* _TASK GOAL_
Pictures are not part of the copy; reproduce the remaining data exactly.

* _DATASET RECORDS_
- - -
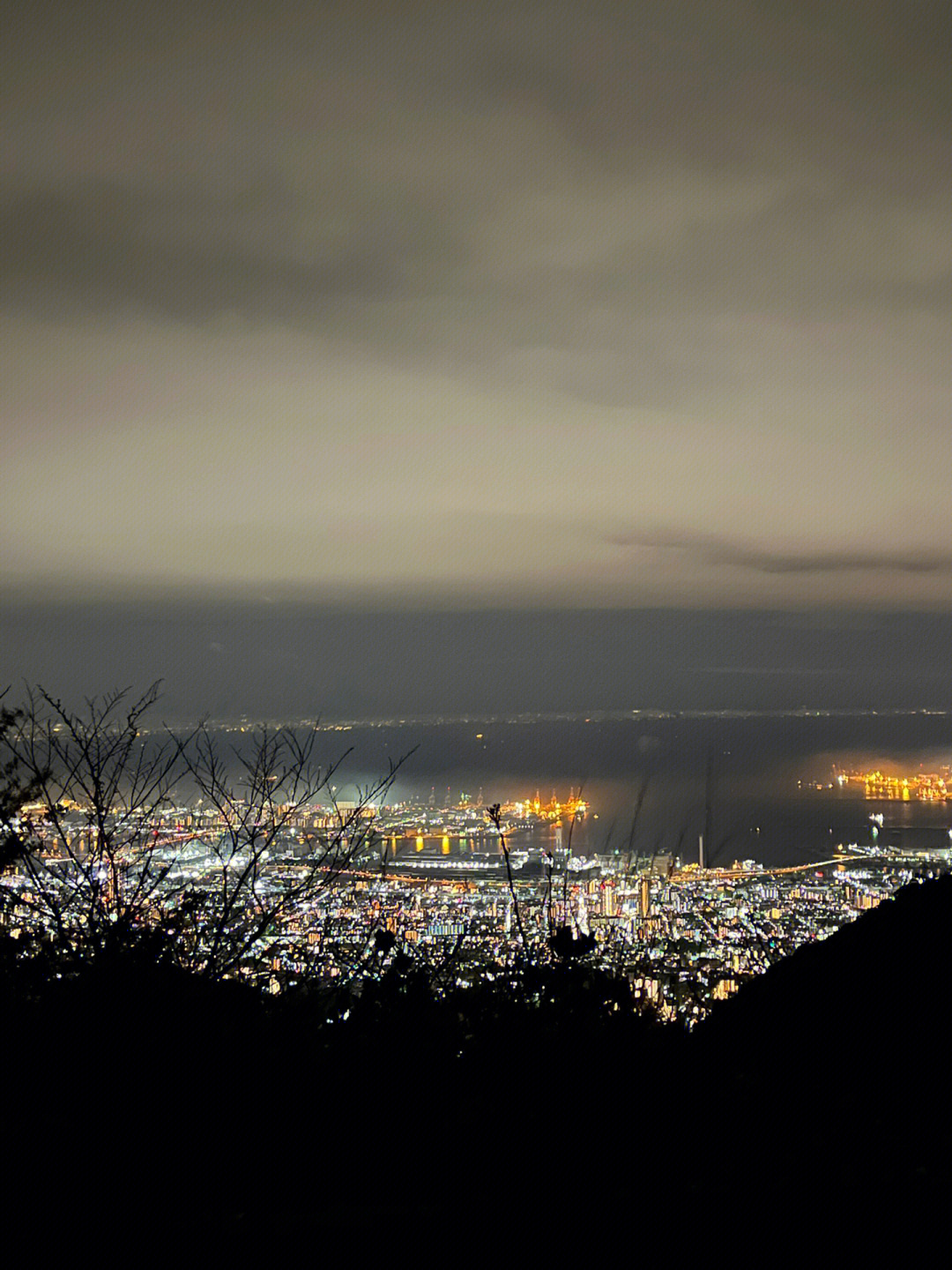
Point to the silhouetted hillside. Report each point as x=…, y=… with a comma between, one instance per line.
x=211, y=1108
x=831, y=1065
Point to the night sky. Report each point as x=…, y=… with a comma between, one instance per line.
x=427, y=357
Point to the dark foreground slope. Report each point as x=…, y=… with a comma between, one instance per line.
x=831, y=1070
x=167, y=1104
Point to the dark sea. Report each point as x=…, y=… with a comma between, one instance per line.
x=759, y=800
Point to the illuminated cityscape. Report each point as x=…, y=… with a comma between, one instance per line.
x=441, y=879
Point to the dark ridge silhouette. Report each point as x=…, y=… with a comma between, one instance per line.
x=207, y=1106
x=829, y=1070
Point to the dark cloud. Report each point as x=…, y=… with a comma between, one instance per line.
x=712, y=553
x=410, y=300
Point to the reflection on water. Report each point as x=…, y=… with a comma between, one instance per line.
x=755, y=808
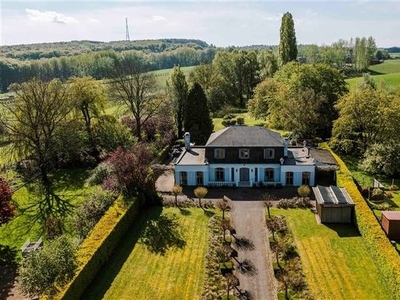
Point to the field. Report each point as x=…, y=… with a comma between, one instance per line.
x=70, y=185
x=335, y=259
x=162, y=258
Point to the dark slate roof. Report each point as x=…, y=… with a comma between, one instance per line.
x=332, y=195
x=249, y=136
- - -
* _EXERCISE SOLUTION_
Point to the silhouetted hillside. Report each point as x=…, y=… with a comma between, one instance per line.
x=211, y=1108
x=831, y=1065
Point to the night sky. Report each point as x=…, y=… with a comma between, one instance per line.
x=427, y=357
Point to the dark foreground slope. Report each point as x=…, y=… with a comma between, one instance per line.
x=831, y=1070
x=167, y=1104
Point to the dark sea. Report each point as x=…, y=… with a comma between, one instance per line.
x=759, y=800
Point to the illuminated cityscape. Report each point as x=…, y=… with a comma between, one instance per line.
x=441, y=879
Point to the dark ridge silhouette. Report each point as x=…, y=… with a comma between, one instance per line.
x=207, y=1106
x=829, y=1070
Point to the dark cloud. Report each point as x=…, y=… with a comma between, one instance per line.
x=712, y=553
x=410, y=300
Point to the reflection on water. Report each point as x=…, y=… with a comma between, one instance per line.
x=755, y=808
Point to the field. Report each point as x=…, y=… with a comma between, one instance per line.
x=70, y=185
x=335, y=259
x=162, y=258
Point to the dark slate roof. Report each point as x=…, y=… with a comma between, one instance per line.
x=332, y=195
x=249, y=136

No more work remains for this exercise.